THINGS TO DO
(a) In the article on Maryland's protective-order bill, what reason does Dumais give for lowering the burden of proof? Answer in one to three sentences.
(b) Can you continue the article on Maryland's protective-order bill, picking up after its final sentence?

EXTRACTED TEXT
^^^^^^^^

ANNAPOLIS, Md. — A bill that would make it easier for abuse victims to obtain protective orders cleared the House of Delegates with a unanimous vote on Thursday.
In a news conference after the vote, Kathleen Dumais, D-Montgomery, vice chair of the House Judiciary Committee, said legislators want to balance victims’ rights with due process. But Maryland is the only state where victims must provide clear and convincing evidence of abuse to get long-term protective orders, Dumais said.
This bill would lower the burden of proof to a preponderance of the evidence, meaning it’s more likely than not that a protective order is warranted.
It is the same standard followed in medical malpractice, child custody and personal injury cases, Dumais said.
Gov. Martin O’Malley’s administration requested this bill.
The measure has been debated off-and-on for a number of years. The General Assembly has not taken up a similar bill since 2010, which was an election year. Now, however, the measure has not met any serious resistance in the House.
Dumais said it just needed a push from the judicial committees.
Judges have told committee members informally that they prefer the current standard, Dumais said. Some say they know domestic violence when they see it.

^^^^^^^^

EXCERPTED DATA
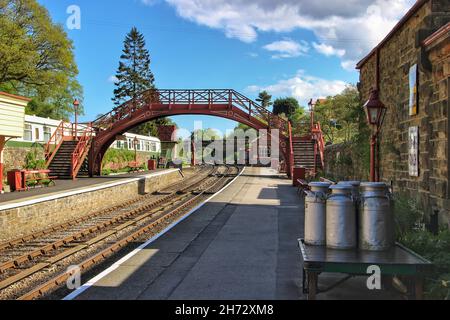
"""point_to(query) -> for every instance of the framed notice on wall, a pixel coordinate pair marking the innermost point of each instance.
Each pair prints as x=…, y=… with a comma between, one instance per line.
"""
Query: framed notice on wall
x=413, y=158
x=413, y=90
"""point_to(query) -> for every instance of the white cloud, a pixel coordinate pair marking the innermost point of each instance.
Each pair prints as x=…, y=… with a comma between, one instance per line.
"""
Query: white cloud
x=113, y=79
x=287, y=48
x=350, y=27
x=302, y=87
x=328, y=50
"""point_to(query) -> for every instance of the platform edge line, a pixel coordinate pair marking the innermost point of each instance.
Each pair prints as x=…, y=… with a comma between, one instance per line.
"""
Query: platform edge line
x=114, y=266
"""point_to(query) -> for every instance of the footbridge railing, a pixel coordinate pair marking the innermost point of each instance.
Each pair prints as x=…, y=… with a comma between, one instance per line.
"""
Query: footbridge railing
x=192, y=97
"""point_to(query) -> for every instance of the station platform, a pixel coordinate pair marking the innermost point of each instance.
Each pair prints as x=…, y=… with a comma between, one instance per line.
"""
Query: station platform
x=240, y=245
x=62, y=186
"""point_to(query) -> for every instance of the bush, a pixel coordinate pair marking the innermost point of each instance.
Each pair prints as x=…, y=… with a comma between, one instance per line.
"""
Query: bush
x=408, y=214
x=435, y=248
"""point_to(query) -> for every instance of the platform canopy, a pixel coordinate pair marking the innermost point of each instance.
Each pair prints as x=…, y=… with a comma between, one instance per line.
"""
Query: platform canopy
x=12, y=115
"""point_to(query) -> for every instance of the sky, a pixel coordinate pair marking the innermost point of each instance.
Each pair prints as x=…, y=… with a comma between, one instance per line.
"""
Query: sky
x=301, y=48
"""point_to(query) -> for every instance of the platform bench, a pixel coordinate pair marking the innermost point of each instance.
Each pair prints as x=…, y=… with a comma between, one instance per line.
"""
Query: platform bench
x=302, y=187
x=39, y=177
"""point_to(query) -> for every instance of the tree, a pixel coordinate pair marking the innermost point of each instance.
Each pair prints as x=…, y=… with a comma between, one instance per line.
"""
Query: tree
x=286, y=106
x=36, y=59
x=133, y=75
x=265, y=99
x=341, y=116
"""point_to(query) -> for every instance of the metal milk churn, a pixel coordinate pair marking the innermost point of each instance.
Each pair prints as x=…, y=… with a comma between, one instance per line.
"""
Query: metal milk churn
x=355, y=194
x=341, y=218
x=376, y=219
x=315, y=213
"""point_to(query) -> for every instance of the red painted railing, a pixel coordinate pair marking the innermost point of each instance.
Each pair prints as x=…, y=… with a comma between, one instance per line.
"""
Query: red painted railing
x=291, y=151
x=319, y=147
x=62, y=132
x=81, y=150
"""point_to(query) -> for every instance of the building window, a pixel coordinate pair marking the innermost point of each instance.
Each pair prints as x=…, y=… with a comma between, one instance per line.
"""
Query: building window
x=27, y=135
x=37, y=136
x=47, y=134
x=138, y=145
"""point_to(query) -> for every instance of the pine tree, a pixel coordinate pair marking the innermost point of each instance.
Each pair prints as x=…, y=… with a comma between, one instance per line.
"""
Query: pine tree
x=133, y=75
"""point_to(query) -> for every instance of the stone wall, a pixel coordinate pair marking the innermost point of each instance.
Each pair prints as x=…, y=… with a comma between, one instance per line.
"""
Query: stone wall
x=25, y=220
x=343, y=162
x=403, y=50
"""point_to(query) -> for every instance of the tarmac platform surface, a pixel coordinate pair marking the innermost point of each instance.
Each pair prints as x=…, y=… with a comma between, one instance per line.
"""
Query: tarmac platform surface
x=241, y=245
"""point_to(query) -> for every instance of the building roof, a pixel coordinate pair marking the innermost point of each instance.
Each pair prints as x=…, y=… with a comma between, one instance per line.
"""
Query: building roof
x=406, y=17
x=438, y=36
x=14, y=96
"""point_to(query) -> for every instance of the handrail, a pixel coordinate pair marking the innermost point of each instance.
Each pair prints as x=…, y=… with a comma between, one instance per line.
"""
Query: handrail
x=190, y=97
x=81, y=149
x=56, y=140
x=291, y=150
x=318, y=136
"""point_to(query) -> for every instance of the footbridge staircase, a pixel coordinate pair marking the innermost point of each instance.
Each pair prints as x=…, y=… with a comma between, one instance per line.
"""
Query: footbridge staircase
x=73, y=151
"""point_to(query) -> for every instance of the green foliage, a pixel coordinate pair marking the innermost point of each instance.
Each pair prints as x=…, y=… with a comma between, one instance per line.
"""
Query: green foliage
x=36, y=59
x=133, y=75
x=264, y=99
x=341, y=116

^^^^^^^^

RESULTS OF THE TASKS
(a) Dumais pointed out that Maryland is the only state where victims must provide clear and convincing evidence of abuse to get long-term protective orders. The bill would lower that to a preponderance of the evidence, the standard already used in medical malpractice, child custody and personal injury cases.

(b)
Further, issuing a protective order often means forcing an accused husband or boyfriend out of his home. It can also raise new legal issues, such as child custody and insurance matters.
Last year, Maryland judges denied 1,700 petitions for lack of evidence, said Sen. Brian Frosh, D-Montgomery, chair of the Senate Judicial Proceedings Committee.
But Frosh said a dinner conversation with a friend last summer motivated him to push for a change. The friend, who is a Superior Court judge in Washington, asked why Maryland wasn’t taking care of domestic violence victims.
“And what she said to me was, ‘We keep getting folks who are moving to the District of Columbia because they can’t get protection in the state of Maryland,'” Frosh recalled Thursday.
Del. Joseph Vallario, D-Prince George’s, said abuse victims often have limited time to gather evidence before their court hearings. And because they generally don’t have attorneys at this stage, they may not realize how much evidence the judge will demand.
Long-term protective orders typically last for one year in Maryland, with options for extensions.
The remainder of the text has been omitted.